— Begin GIVEN TEXT —

How can I get the dominant color of a QImage or QIcon in Qt5 ?
Does it need generating a histogram manually ?
And if yes , how ?
You can't get this data via Qt.
But I found for You this web page (http://robocraft.ru/blog/computervision/1063.html).
On this web page some guy wrote code for your question! But all description only on Russian language. I translated it for you.
He is using OpenCV lib.
//
// determination of the prevailing colors in the image
// via k-Means
//
#include <cv.h>
#include <highgui.h>
#include <stdlib.h>
#include <stdio.h>
#include <vector>
#include <algorithm>
// getting an image pixel (by type of image and coordinates)
#define CV_PIXEL(type,img,x,y) (((type*)((img)->imageData+(y)*(img)->widthStep))+(x)*(img)->nChannels)

— End GIVEN TEXT —

◆ **TASKS TO CARRY OUT**:
**a.** Retype the dominant-color thread from "Does it need" to "web page (http://robocraft.ru/blog/computervision/1063.html).".
**b.** Answer the following about the dominant-color thread:
(i) Which Qt version does the opening question name?
(ii) Which library does the author of the linked code use?
(iii) Which method does the comment at the top of the code name for finding the prevailing colors?
The data after this point comes from a separate, unrelated source.

— Begin GIVEN INFORMATION —

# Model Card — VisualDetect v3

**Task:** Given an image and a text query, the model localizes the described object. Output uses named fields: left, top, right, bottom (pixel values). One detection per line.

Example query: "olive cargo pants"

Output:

— End GIVEN INFORMATION —

◆ **ANSWERS TO THE TASKS**:
**a.**
Does it need generating a histogram manually ?
And if yes , how ?
You can't get this data via Qt.
But I found for You this web page (http://robocraft.ru/blog/computervision/1063.html).

**b.**
(i) Qt5
(ii) OpenCV
(iii) k-Means